STATED TASK :: Copy the stretch of data from the line containing "of the bike" through the line containing "<point>251,38</point>". Add -83 to each x and y coordinate in the answers and leave every other line as it stands.

-- Start of TASK INPUT --

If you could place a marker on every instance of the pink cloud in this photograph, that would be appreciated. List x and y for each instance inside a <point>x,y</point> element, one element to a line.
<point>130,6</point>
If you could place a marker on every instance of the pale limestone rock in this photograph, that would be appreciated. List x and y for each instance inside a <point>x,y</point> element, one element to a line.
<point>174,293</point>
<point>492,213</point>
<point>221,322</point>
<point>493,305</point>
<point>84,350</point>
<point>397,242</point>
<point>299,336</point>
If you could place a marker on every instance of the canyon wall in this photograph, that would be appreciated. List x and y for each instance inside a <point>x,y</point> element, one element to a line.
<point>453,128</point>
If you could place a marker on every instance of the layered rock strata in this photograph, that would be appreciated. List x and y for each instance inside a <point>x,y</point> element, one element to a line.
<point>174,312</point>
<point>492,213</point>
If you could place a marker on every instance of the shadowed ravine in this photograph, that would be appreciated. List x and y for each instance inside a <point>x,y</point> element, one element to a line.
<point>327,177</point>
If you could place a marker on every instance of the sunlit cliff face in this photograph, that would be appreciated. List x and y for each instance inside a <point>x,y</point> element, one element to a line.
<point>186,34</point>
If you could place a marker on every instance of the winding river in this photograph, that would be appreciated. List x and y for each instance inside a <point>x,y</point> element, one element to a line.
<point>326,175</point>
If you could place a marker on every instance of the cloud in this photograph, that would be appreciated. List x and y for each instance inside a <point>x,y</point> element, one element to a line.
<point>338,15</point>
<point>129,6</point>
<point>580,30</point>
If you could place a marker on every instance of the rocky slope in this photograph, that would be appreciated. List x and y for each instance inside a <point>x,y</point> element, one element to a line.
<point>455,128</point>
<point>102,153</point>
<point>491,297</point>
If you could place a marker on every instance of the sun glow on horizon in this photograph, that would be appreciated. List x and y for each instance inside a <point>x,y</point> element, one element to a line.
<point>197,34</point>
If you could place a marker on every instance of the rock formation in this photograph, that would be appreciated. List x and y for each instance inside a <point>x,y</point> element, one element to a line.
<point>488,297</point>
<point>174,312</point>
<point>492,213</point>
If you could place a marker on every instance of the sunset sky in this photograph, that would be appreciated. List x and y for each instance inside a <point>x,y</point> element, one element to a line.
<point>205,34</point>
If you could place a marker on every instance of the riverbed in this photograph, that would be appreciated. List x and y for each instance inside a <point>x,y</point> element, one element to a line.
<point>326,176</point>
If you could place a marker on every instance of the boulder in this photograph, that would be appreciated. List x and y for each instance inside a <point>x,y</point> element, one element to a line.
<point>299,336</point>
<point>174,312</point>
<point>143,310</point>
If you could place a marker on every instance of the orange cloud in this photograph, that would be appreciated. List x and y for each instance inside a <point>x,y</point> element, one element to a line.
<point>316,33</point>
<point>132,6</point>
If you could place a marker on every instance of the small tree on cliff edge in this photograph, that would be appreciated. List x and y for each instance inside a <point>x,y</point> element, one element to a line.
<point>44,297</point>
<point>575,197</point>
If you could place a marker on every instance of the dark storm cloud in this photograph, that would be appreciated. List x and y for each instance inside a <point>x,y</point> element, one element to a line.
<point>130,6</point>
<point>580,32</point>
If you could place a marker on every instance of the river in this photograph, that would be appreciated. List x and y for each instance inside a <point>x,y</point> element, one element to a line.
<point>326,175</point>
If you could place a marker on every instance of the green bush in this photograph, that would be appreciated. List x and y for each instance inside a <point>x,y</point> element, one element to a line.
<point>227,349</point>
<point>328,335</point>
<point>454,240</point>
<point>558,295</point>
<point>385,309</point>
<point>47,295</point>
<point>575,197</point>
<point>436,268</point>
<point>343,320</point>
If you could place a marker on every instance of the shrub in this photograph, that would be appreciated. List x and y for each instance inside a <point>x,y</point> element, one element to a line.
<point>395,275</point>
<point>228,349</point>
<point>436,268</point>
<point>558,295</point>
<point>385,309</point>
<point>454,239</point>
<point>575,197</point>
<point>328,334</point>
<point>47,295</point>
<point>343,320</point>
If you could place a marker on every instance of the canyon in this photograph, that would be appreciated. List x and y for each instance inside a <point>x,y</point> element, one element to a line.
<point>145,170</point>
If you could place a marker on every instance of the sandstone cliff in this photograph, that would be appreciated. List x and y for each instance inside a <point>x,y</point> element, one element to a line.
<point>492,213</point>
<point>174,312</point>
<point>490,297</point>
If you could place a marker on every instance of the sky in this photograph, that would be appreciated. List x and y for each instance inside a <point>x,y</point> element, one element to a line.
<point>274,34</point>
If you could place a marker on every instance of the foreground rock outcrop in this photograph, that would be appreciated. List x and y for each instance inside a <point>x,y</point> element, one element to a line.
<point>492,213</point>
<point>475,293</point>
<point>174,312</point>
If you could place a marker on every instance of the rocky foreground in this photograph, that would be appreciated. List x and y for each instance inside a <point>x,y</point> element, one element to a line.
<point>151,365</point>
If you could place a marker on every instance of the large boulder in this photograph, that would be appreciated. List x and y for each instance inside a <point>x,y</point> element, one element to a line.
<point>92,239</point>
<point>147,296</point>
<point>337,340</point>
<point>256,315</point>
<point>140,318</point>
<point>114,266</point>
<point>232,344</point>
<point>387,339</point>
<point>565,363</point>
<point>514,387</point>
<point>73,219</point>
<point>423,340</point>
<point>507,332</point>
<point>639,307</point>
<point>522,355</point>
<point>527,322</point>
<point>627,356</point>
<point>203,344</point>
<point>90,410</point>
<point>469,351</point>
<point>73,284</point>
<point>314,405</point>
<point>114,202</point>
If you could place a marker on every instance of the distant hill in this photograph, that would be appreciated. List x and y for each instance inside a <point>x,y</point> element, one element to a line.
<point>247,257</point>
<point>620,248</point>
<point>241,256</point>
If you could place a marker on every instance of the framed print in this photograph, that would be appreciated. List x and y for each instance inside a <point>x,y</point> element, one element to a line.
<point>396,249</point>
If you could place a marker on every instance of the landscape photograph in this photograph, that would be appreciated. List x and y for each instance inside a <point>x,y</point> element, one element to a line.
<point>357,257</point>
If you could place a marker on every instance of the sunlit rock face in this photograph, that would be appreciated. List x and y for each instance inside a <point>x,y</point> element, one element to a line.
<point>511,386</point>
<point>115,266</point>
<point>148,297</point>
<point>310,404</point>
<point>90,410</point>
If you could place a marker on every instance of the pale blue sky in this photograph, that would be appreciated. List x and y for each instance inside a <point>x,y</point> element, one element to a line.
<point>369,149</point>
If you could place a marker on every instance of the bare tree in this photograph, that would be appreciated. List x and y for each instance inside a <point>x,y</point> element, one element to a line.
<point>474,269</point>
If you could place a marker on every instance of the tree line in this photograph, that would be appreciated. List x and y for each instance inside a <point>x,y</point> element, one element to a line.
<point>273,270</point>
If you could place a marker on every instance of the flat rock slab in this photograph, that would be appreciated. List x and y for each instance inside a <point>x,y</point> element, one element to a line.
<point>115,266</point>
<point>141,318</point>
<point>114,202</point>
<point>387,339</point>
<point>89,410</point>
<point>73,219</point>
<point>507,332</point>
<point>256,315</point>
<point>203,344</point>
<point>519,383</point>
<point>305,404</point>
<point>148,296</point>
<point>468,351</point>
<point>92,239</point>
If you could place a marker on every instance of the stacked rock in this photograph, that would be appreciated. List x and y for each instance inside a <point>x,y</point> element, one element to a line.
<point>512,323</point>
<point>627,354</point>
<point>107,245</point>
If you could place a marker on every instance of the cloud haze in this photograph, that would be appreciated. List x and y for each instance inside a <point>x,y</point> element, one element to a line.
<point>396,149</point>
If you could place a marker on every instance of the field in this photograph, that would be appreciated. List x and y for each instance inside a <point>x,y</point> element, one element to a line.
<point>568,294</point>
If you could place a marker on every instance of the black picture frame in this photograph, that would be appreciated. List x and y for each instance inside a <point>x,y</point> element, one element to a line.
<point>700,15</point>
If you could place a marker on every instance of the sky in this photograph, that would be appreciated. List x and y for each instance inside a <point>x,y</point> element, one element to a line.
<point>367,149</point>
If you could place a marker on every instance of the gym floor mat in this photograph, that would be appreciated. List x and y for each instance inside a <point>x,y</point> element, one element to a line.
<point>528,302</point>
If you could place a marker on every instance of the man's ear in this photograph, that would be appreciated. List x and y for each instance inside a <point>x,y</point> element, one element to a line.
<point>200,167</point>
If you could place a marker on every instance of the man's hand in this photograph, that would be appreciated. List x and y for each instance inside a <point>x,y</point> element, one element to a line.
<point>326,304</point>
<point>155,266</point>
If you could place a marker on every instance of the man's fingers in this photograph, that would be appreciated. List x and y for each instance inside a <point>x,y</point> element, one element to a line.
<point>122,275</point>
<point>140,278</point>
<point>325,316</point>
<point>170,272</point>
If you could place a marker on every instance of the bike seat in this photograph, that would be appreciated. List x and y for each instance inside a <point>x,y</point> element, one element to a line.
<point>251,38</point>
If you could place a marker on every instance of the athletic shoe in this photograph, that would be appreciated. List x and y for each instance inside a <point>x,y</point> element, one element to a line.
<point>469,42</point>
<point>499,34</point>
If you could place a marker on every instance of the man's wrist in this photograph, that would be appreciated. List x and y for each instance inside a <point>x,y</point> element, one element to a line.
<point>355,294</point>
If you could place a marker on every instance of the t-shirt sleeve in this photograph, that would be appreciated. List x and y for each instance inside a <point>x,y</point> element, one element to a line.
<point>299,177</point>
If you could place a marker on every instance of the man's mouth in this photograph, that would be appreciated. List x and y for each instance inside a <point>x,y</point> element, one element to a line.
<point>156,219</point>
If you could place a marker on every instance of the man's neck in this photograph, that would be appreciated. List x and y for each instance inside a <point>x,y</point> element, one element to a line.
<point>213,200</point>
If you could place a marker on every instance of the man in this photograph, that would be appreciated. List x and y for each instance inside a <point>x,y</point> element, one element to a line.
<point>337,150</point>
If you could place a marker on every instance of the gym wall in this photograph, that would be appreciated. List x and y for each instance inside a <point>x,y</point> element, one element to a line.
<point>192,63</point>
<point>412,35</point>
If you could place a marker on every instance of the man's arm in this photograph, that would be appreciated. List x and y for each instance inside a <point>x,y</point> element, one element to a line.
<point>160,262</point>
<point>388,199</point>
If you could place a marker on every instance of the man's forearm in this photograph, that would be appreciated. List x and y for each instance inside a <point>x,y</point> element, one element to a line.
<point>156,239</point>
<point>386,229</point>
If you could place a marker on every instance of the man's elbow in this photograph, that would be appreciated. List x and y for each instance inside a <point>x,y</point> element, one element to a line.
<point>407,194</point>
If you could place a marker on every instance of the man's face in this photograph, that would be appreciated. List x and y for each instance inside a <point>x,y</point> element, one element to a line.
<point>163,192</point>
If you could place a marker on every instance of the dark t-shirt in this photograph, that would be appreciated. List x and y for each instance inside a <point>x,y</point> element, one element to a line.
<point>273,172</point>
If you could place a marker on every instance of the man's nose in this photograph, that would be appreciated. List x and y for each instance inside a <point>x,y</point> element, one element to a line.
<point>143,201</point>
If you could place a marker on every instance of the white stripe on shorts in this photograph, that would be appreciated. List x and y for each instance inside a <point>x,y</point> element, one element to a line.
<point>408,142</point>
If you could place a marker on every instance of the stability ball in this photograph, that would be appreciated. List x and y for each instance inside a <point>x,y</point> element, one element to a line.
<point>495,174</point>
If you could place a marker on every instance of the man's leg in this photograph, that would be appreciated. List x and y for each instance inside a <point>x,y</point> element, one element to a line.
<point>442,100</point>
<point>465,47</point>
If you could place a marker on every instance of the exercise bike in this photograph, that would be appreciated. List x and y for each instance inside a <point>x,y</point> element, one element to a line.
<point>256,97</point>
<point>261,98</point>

-- End of TASK INPUT --

FINAL ANSWER ::
If you could place a marker on every instance of the bike seat in this photograph, that would be appreciated. List x and y for each instance inside a <point>x,y</point> element, one element to a line.
<point>168,-45</point>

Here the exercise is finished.